* [INSTRUCTION]:
Copy out all of the records below verbatim, line for line.
(Beginning of EXERCISE INPUT)
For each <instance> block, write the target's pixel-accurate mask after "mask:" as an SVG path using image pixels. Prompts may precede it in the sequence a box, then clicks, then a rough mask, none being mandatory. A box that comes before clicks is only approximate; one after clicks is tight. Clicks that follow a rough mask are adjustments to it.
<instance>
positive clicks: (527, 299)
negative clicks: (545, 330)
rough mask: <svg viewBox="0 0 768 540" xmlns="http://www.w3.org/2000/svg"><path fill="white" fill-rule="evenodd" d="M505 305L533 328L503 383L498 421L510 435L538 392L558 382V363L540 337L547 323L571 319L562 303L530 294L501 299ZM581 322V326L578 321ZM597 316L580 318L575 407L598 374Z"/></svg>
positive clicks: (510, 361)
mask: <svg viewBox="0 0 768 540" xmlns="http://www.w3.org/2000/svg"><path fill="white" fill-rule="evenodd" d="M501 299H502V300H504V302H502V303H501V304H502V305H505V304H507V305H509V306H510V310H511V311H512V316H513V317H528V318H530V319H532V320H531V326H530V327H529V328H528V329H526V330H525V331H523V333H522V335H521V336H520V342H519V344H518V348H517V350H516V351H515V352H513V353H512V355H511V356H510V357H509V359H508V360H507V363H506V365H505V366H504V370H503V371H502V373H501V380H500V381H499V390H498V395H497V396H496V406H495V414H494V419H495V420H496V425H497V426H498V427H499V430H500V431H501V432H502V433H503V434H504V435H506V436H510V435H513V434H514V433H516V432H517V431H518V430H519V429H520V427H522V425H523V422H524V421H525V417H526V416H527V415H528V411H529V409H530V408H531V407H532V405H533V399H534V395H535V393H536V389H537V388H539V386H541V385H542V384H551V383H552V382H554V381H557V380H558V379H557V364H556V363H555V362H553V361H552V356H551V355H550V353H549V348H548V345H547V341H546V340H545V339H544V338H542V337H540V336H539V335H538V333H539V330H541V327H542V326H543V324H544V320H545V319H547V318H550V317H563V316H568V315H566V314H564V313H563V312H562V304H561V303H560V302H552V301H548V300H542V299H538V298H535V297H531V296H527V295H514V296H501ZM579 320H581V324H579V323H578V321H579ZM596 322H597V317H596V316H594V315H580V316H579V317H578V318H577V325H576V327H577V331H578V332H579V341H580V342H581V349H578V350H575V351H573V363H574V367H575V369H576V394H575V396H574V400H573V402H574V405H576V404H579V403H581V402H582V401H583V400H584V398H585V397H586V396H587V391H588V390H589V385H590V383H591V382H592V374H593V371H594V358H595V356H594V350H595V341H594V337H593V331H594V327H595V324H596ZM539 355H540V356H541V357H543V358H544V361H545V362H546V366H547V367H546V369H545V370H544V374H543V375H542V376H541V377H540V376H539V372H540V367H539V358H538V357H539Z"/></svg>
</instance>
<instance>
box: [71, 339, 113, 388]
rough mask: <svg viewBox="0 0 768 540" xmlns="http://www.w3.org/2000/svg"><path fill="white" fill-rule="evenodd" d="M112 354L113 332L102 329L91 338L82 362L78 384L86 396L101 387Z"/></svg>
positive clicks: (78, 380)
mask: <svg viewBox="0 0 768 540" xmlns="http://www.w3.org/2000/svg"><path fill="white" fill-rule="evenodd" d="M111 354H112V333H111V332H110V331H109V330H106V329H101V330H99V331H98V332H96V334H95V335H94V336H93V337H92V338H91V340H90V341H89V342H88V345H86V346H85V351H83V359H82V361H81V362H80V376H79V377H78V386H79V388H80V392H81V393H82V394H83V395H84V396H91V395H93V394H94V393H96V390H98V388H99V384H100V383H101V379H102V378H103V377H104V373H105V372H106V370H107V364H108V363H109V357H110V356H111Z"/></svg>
(End of EXERCISE INPUT)
* [OUTPUT BELOW]:
For each <instance> block, write the target's pixel-accurate mask after "mask:" as an SVG path using image pixels. Prompts may precede it in the sequence a box, then clicks, then a rough mask, none being mandatory. A box that comes before clicks is only approximate; one after clicks is tight. Clicks that follow a rough mask are adjustments to it.
<instance>
positive clicks: (527, 299)
negative clicks: (545, 330)
rough mask: <svg viewBox="0 0 768 540" xmlns="http://www.w3.org/2000/svg"><path fill="white" fill-rule="evenodd" d="M505 305L533 328L503 383L498 421L510 435L538 392L558 382V363L540 337L547 323L571 319L562 303L530 294L501 299ZM581 322V326L578 321ZM597 316L580 318L575 407L598 374Z"/></svg>
positive clicks: (510, 361)
mask: <svg viewBox="0 0 768 540" xmlns="http://www.w3.org/2000/svg"><path fill="white" fill-rule="evenodd" d="M501 299H502V300H504V302H502V303H501V304H502V305H505V304H507V305H509V306H510V310H511V311H512V316H513V317H528V318H530V319H532V320H531V326H530V327H529V328H528V329H526V330H525V331H523V333H522V335H521V336H520V342H519V344H518V348H517V350H516V351H515V352H513V353H512V355H511V356H510V357H509V359H508V360H507V363H506V365H505V366H504V370H503V371H502V373H501V380H500V381H499V390H498V395H497V396H496V406H495V414H494V419H495V420H496V425H497V426H498V427H499V430H500V431H501V432H502V433H503V434H504V435H506V436H510V435H513V434H514V433H516V432H517V431H518V430H519V429H520V427H522V425H523V422H524V421H525V417H526V416H527V415H528V411H529V409H530V408H531V407H532V405H533V399H534V395H535V393H536V389H537V388H539V386H541V385H542V384H551V383H552V382H554V381H557V380H558V379H557V364H556V363H555V362H553V361H552V356H551V355H550V353H549V348H548V345H547V341H546V340H545V339H544V338H542V337H540V336H539V335H538V333H539V330H541V327H542V326H543V324H544V320H545V319H547V318H550V317H563V316H568V315H566V314H564V313H563V312H562V304H561V303H560V302H552V301H548V300H542V299H538V298H535V297H531V296H527V295H514V296H501ZM579 320H581V324H579V323H578V321H579ZM596 322H597V317H596V316H594V315H580V316H579V317H578V318H577V325H576V327H577V331H578V332H579V341H580V342H581V349H578V350H575V351H573V363H574V367H575V369H576V394H575V396H574V400H573V402H574V405H576V404H579V403H581V402H582V401H583V400H584V398H585V397H586V396H587V391H588V390H589V385H590V383H591V382H592V374H593V371H594V358H595V356H594V350H595V341H594V337H593V331H594V327H595V324H596ZM539 355H540V356H541V357H543V358H544V361H545V362H546V366H547V367H546V369H545V370H544V374H543V375H542V376H541V377H540V376H539V372H540V367H539V358H538V357H539Z"/></svg>
</instance>
<instance>
box: [71, 339, 113, 388]
rough mask: <svg viewBox="0 0 768 540" xmlns="http://www.w3.org/2000/svg"><path fill="white" fill-rule="evenodd" d="M112 354L113 332L102 329L91 338L82 362L78 384L86 396L101 387Z"/></svg>
positive clicks: (78, 380)
mask: <svg viewBox="0 0 768 540" xmlns="http://www.w3.org/2000/svg"><path fill="white" fill-rule="evenodd" d="M111 354H112V333H111V332H110V331H109V330H106V329H101V330H99V331H98V332H96V334H95V335H94V336H93V337H92V338H91V340H90V341H89V342H88V345H86V346H85V351H83V359H82V361H81V362H80V376H79V377H78V386H79V388H80V392H81V393H82V394H83V395H84V396H91V395H93V394H94V393H96V390H98V388H99V384H100V383H101V379H102V378H103V377H104V373H105V372H106V370H107V364H108V363H109V357H110V356H111Z"/></svg>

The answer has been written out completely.